### HOW TO COMPLETE THIS TASK
Reproduce, word for word, the stretch of the ASDM adoption text below from "This incremental adoption" through "quality and accountability.".

### EXERCISE TEXT
# # #
ASDM Practices at Earlier Levels

Not all ASDM practices require Level 6. Teams can adopt components incrementally:

Practice	Level 4	Level 5	Level 6	Level 7
Steering files (AGENTS.md)	Introduce	Mature	Required	Required
Extended autonomous sessions	—	Core practice	Core practice	Core practice
Scenario-based validation	Experiment	Partial adoption	Required	Required
Digital Twin infrastructure	—	Experiment	Required	Required
Probabilistic satisfaction	—	—	Required	Required
Zero human code review	—	—	Required	Required
Governance-by-policy	Introduce	Develop	Required	Required
Full provenance	Good practice	Important	Required	Required
Autonomous operations	—	—	Experiment	Required

This incremental adoption path allows teams to build toward Levels 6 and 7 without committing to the full transformation immediately.

The ASDM Mindset Shift

Adopting ASDM requires more than new tools and processes. It requires a fundamental shift in how teams think about software quality and accountability.

From “Did a human verify this?” to “Do the scenarios and policies pass?” Traditional quality assurance relies on human judgment. Someone reads the code, considers edge cases, and attests that it meets requirements. ASDM replaces this with systematic scenario coverage and explicit policy gates. At Level 6, this determines whether code can be accepted without human review. At Level 7, it also determines whether software can operate, remediate, and evolve in production without routine human approval.

From implementation ownership to specification ownership. Engineers stop owning code and start owning specifications and scenarios. The quality of your work is measured by how well you defined what the software should do, not how elegantly you implemented it.

From debugging code to debugging scenarios. When production fails, the first question is not “what’s wrong with the code?” but “what scenario did we miss?” Failures indicate gaps in scenario coverage, not gaps in human review.
# # #
### GIVEN MATERIAL
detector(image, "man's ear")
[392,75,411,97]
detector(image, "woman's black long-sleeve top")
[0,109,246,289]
# # #
### ANSWER
This incremental adoption path allows teams to build toward Levels 6 and 7 without committing to the full transformation immediately.

The ASDM Mindset Shift

Adopting ASDM requires more than new tools and processes. It requires a fundamental shift in how teams think about software quality and accountability.